**Actions to take:**
[1] Please answer these questions from the Reichstag fire passage:
(a) When did the first report of the fire come?
(b) Who was the head of all Comintern operations in Western Europe?
(c) What date was set for the elections?
[2] Switch "firefighters" to "fire crews" and write out the Reichstag fire passage again. Begin at the words "The first report" and stop after "consolidate his power.".

**Provided passage:**
....
The first report of the fire came shortly after 9:00 p.m., when a Berlin fire station received an alarm call.:26–28 By the time police and firefighters arrived, the lower house 'Chamber of Deputies' was engulfed in flames. The police conducted a thorough search inside the building and accused Van der Lubbe. He was arrested, as were four communist leaders soon after. Hitler urged President Paul von Hindenburg to issue an emergency decree to suspend civil liberties and pursue a "ruthless confrontation" with the Communist Party of Germany. After the decree was issued, the government instituted mass arrests of communists, including all of the Communist Party's parliamentary delegates. With their bitter rival communists gone and their seats empty, the Nazi Party went from having a plurality to a majority, thus enabling Hitler to consolidate his power.
In February 1933, Bulgarians Georgi Dimitrov, Vasil Tanev, and Blagoy Popov were arrested, and they played pivotal roles during the Leipzig Trial, also known as the "Reichstag Fire Trial". They were known to the Prussian police as senior Comintern operatives, but the police had no idea how senior they were. Dimitrov was the head of all Comintern operations in Western Europe. The responsibility for the Reichstag fire remains a topic of debate and research. The Nazis accused the Comintern of the act. However, some historians believe, based on archive evidence, that the arson had been planned and ordered by the Nazis as a false flag operation. The building remained in its damaged state until it was partially repaired from 1961 to 1964 and completely restored from 1995 to 1999. In 2008, Germany posthumously pardoned Van der Lubbe under a law introduced in 1998 to lift unjust verdicts dating from the Nazi era.
After the November 1932 German federal election, the Nazi Party had a plurality, not a majority; the Communists posted gains. Adolf Hitler was sworn in as Chancellor and head of the coalition government on 30 January 1933. As Chancellor, Hitler asked German President Paul von Hindenburg to dissolve the Reichstag and call for a new parliamentary election. The date set for the elections was 5 March 1933. Hitler's aim was first to acquire a Nazi majority, to secure his position and to remove the communist opposition. If prompted or desired, the President could remove the Chancellor.
....
**Extracted material:**
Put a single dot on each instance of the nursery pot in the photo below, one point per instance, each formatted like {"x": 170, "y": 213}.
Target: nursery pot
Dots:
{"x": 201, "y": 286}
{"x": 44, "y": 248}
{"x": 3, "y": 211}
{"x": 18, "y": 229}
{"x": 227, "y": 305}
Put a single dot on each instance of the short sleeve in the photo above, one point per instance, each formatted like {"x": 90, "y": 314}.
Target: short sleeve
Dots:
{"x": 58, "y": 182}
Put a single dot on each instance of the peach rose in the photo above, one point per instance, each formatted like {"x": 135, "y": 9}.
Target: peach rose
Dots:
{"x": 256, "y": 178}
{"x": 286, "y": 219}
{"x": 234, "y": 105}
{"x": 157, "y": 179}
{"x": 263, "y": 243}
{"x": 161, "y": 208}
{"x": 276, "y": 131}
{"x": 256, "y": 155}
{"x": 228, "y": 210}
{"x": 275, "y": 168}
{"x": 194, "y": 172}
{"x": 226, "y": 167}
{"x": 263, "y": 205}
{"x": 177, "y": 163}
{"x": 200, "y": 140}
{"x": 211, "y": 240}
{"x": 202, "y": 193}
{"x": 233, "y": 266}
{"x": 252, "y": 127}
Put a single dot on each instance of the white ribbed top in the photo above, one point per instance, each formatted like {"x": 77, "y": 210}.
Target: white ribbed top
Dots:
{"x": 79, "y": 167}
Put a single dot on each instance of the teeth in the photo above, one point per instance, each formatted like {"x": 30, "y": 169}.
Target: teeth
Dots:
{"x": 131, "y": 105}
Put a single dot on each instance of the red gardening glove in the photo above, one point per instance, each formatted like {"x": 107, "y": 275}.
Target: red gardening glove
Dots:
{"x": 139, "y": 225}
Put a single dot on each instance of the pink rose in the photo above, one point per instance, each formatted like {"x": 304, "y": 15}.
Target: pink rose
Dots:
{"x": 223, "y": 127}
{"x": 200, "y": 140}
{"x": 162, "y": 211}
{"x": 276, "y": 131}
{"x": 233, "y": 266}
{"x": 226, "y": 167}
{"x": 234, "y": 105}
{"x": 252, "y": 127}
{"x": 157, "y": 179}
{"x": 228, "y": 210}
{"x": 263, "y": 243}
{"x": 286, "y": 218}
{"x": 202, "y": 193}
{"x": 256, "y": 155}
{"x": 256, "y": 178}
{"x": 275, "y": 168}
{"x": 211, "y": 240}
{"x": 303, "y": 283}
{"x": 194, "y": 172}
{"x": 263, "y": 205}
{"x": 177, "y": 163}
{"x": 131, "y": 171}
....
**Results for the exercise:**
[1]
(a) Shortly after 9:00 p.m.
(b) Georgi Dimitrov
(c) 5 March 1933

[2]
The first report of the fire came shortly after 9:00 p.m., when a Berlin fire station received an alarm call.:26–28 By the time police and fire crews arrived, the lower house 'Chamber of Deputies' was engulfed in flames. The police conducted a thorough search inside the building and accused Van der Lubbe. He was arrested, as were four communist leaders soon after. Hitler urged President Paul von Hindenburg to issue an emergency decree to suspend civil liberties and pursue a "ruthless confrontation" with the Communist Party of Germany. After the decree was issued, the government instituted mass arrests of communists, including all of the Communist Party's parliamentary delegates. With their bitter rival communists gone and their seats empty, the Nazi Party went from having a plurality to a majority, thus enabling Hitler to consolidate his power.